■ GIVEN REQUEST ■
Please set out the entries below as a numbered list, leaving out any blank lines.

■ TASK DATA ■

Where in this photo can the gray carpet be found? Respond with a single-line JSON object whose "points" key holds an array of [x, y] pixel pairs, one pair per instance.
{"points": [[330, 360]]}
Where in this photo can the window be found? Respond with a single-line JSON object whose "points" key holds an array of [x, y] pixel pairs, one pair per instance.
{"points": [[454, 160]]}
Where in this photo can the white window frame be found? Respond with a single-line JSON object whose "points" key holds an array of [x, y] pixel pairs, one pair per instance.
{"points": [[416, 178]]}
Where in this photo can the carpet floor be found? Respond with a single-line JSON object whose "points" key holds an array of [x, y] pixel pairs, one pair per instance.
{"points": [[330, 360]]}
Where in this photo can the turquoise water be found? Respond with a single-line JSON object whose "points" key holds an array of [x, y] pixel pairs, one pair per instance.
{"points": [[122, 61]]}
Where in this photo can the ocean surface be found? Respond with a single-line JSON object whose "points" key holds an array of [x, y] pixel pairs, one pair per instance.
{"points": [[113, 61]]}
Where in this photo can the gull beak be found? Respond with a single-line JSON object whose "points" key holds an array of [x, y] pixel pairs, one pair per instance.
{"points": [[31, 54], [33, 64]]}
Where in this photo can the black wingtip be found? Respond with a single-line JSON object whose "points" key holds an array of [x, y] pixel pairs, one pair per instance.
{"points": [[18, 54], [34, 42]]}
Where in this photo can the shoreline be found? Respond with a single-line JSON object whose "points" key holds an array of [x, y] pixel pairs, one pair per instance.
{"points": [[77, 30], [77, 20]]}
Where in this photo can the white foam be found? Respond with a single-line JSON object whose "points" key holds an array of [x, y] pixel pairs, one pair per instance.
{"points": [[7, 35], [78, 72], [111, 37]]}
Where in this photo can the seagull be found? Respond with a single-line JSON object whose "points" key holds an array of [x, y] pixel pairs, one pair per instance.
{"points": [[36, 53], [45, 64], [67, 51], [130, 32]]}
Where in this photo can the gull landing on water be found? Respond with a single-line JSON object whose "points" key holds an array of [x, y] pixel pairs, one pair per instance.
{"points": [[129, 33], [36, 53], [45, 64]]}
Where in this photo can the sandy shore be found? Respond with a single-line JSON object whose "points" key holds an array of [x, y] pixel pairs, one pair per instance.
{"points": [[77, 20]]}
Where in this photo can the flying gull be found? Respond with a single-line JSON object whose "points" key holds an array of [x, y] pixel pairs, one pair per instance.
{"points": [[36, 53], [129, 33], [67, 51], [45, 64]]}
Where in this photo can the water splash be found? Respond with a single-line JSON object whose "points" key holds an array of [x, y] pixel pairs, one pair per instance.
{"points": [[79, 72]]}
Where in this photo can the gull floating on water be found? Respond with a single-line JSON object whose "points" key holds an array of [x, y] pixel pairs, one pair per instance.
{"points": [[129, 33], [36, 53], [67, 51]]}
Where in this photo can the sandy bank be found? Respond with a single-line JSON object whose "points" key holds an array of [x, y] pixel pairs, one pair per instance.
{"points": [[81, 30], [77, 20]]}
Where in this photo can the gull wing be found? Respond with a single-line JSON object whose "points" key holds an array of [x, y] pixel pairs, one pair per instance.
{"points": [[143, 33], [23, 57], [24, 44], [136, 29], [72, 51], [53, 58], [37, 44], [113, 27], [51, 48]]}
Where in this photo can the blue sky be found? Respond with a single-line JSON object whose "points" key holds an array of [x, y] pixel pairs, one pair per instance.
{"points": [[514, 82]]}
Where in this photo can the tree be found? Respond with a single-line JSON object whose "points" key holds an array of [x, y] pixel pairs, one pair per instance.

■ WRITTEN ANSWER ■
1. Where in this photo can the gray carpet be found? Respond with a single-line JSON object whose "points" key holds an array of [x, y] pixel pairs, one pair per instance.
2. {"points": [[330, 360]]}
3. Where in this photo can the window be found? Respond with a single-line JSON object whose "points" key holds an array of [x, y] pixel pairs, one pair per instance.
4. {"points": [[454, 160]]}
5. Where in this photo can the white window frame be found? Respond with a single-line JSON object whose "points" key holds an array of [x, y] pixel pairs, one pair per instance.
6. {"points": [[416, 178]]}
7. Where in this photo can the carpet floor be found? Respond with a single-line JSON object whose "points" key holds an array of [x, y] pixel pairs, one pair per instance.
8. {"points": [[330, 360]]}
9. Where in this photo can the turquoise water be found? Respond with a single-line JSON object whose "points" key holds an array of [x, y] pixel pairs, one pair per instance.
10. {"points": [[122, 61]]}
11. Where in this photo can the ocean surface be found? Respond with a single-line JSON object whose "points" key holds an array of [x, y] pixel pairs, one pair per instance.
12. {"points": [[113, 61]]}
13. Where in this photo can the gull beak be found? Respond with a single-line JSON object whose "points" key holds an array of [x, y] pixel pairs, one pair per instance.
14. {"points": [[31, 54], [33, 64]]}
15. Where in this photo can the black wingtip be found? Respond with a single-line JSON object whose "points" key holds an array of [x, y] pixel pairs, one pair per instance.
16. {"points": [[18, 54], [34, 42]]}
17. Where in this photo can the shoreline be found? Respond with a single-line JSON object whose "points" key holds an array of [x, y] pixel pairs, one pair per instance.
18. {"points": [[77, 30], [77, 20]]}
19. Where in this photo can the white foam be found? Respond with a single-line JSON object whose "points" key holds an array of [x, y] pixel pairs, one pair per instance.
20. {"points": [[7, 35], [78, 72], [111, 37]]}
21. Where in this photo can the seagull be found? Respond with a single-line JSON object whose "points" key holds an array of [x, y] pixel pairs, one pair per instance.
22. {"points": [[36, 53], [45, 64], [67, 51], [130, 32]]}
23. Where in this photo can the gull landing on water be found? Respond with a single-line JSON object whose "points" key holds an array of [x, y] pixel pairs, one pair per instance.
24. {"points": [[129, 33], [36, 53], [45, 64]]}
25. Where in this photo can the sandy shore be found? Respond with a single-line JSON object whose "points" key holds an array of [x, y] pixel pairs, one pair per instance.
26. {"points": [[77, 20]]}
27. Where in this photo can the flying gull be found? Respond with a single-line JSON object whose "points" key holds an array of [x, y] pixel pairs, one pair per instance.
28. {"points": [[36, 53], [129, 33], [67, 51], [45, 64]]}
29. Where in this photo can the water splash be found? Respond with a single-line JSON object whose "points" key holds an array of [x, y] pixel pairs, one pair per instance.
30. {"points": [[79, 72]]}
31. Where in this photo can the gull floating on water be found? Respond with a single-line JSON object whose "points" key holds an array of [x, y] pixel pairs, one pair per instance.
32. {"points": [[129, 33], [36, 53], [67, 51]]}
33. Where in this photo can the sandy bank be found? Respond with a single-line JSON object whose "points" key holds an array of [x, y] pixel pairs, one pair per instance.
34. {"points": [[81, 30], [77, 20]]}
35. Where in this photo can the gull wing be found? Respond with a single-line JSON object whose "points" key holds an array of [x, y] pixel pairs, one pair per instance.
36. {"points": [[143, 33], [23, 57], [24, 44], [136, 29], [72, 51], [53, 58], [37, 44], [113, 27], [51, 48]]}
37. Where in this photo can the blue sky be found? Respond with a single-line JSON object whose "points" key holds an array of [x, y] pixel pairs, one pair per instance.
38. {"points": [[514, 82]]}
39. Where in this photo can the tree be found? Respond with a single-line JSON object whose "points" key holds an array of [x, y] pixel pairs, one pair per instance.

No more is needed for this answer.